• Dataset excerpts on object pointing:
· · · ·
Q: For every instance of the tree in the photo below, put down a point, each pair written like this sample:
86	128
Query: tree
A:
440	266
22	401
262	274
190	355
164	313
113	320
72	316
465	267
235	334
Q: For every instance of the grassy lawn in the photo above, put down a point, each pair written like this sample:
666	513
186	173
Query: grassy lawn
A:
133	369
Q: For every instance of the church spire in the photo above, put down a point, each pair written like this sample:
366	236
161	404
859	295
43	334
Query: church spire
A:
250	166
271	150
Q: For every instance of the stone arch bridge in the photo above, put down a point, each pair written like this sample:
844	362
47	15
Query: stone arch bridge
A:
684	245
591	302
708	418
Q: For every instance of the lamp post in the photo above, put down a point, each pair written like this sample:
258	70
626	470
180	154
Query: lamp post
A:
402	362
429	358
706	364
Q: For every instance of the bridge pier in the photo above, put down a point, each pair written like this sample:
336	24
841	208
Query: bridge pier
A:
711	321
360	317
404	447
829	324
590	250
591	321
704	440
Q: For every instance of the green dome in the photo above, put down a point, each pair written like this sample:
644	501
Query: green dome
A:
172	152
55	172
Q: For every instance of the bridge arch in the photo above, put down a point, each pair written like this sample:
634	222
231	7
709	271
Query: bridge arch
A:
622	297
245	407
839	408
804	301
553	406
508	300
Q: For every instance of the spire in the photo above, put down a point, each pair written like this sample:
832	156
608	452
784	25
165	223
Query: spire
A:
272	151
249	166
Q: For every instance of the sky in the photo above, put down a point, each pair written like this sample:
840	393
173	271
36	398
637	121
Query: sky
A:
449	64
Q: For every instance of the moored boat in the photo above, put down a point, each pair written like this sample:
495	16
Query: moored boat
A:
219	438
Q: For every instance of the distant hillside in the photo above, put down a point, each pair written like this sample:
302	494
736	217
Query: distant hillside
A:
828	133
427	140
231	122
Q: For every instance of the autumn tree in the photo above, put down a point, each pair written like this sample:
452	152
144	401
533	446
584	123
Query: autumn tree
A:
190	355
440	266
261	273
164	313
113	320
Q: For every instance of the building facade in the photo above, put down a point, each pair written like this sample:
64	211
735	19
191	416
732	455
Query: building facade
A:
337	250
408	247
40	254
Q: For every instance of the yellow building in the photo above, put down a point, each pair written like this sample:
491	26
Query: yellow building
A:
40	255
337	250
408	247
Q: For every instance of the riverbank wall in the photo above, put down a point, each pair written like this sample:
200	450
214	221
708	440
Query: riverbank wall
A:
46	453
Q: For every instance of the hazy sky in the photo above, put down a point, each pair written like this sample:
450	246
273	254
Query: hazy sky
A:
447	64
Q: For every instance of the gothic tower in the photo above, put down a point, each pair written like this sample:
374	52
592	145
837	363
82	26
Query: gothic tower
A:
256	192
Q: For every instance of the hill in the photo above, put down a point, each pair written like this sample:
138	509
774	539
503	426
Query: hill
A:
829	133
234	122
· · · ·
• PROBLEM TO WORK ON: Format every line of the rows above as a numbered list, leaving out any blank lines.

• COMPLETED EXERCISE:
1. Q: For every instance of the tree in the photo below, put down a point, each pair written like this sample:
2. 86	128
3. Query: tree
4. A:
5. 440	266
6. 22	401
7. 262	274
8. 190	355
9. 164	313
10. 113	320
11. 72	316
12. 465	267
13. 235	334
14. Q: For every instance of the grassy lawn in the photo above, put down a point, each pair written like this sample:
15. 666	513
16. 186	173
17. Query: grassy lawn
18. A:
19. 133	369
20. Q: For every instance of the church spire in the photo above, put down a point, each pair written like this sample:
21. 366	236
22. 161	404
23. 859	295
24. 43	334
25. Query: church spire
26. A:
27. 250	166
28. 271	150
29. Q: For every instance of the stone arch bridge in the photo above, put down a point, each pair written like this sample:
30. 844	362
31. 47	15
32. Query: stone arch bridge
33. A:
34. 684	245
35. 591	302
36. 708	418
37. Q: For every instance of the lamp post in the photo above, put down a point, each pair written like this sample:
38. 258	70
39. 626	470
40. 180	154
41. Query: lamp post
42. A:
43. 402	362
44. 429	358
45. 706	364
46. Q: For every instance of the bridge pier in the photo above, put down a point, each pair written like this sample:
47. 336	24
48. 841	208
49. Query: bridge pier
50. A:
51. 711	321
52. 360	317
53. 404	447
54. 829	324
55. 590	250
56. 591	321
57. 704	440
58. Q: For every instance of the green dome in the photo above, put down a point, each pair written like this sample:
59. 644	501
60. Query: green dome
61. A:
62. 172	152
63. 55	172
64. Q: For every instance of the bridge arch in the photo above, put down a point, each pair written like this sample:
65. 634	222
66. 231	7
67. 709	271
68. Query: bridge arch
69. A:
70. 622	297
71. 245	407
72. 839	408
73. 804	301
74. 553	406
75. 508	300
76. Q: For every instance of the spire in the photo above, put down a point, each pair written like this sample:
77. 832	156
78. 608	452
79. 784	25
80. 165	223
81. Query: spire
82. A:
83. 272	151
84. 249	166
85. Q: For every instance of the sky in the photo above, put down a point, each pair written like this sample:
86. 840	393
87. 173	271
88. 36	398
89. 637	121
90. Query: sky
91. A:
92. 449	64
93. Q: For every instance of the moored boat in the photo above, put down a point, each pair written like this sample:
94. 495	16
95. Query: moored boat
96. A:
97. 219	438
98. Q: For every instance of the distant hillside in the photo above, put down a point, each pair written like this sample:
99. 302	494
100. 736	217
101. Query: distant hillside
102. A:
103. 828	133
104. 427	140
105. 231	122
106. Q: For every instance of the autumn tree in the photo above, put down a point, each pair written like this sample:
107. 452	152
108. 144	401
109. 533	446
110. 584	123
111. Query: autumn tree
112. A:
113. 190	355
114. 440	266
115. 261	273
116. 164	313
117. 113	320
118. Q: For every instance of the building facade in the photo above, put down a point, each pair written like this sample:
119. 64	211
120. 735	19
121. 191	416
122. 732	455
123. Query: building facade
124. A:
125. 337	250
126. 408	247
127. 40	254
128. Q: For every instance of the yellow building in the photo above, put down a point, each pair written like this sample:
129. 491	26
130. Query: yellow building
131. A:
132. 40	255
133. 337	250
134. 408	247
135. Q: For every instance of the riverbank wall in the photo above, put down a point, each pair written like this sample:
136. 200	450
137. 214	221
138. 708	440
139. Query: riverbank wall
140. A:
141. 46	453
142. Q: For every instance of the hazy sky in the photo above, put down a point, each pair written like this sample:
143. 450	246
144. 273	254
145. Query: hazy sky
146. A:
147. 447	64
148. Q: For every instance of the gothic tower in the photo above, put down a point, each pair written like this sample:
149. 374	52
150. 592	145
151. 837	363
152. 82	26
153. Query: gothic tower
154. A:
155. 256	192
156. Q: For every instance of the hill in the photo above, put down a point, each pair written like this sample:
157. 138	509
158. 774	539
159. 503	426
160. Query: hill
161. A:
162. 829	133
163. 234	122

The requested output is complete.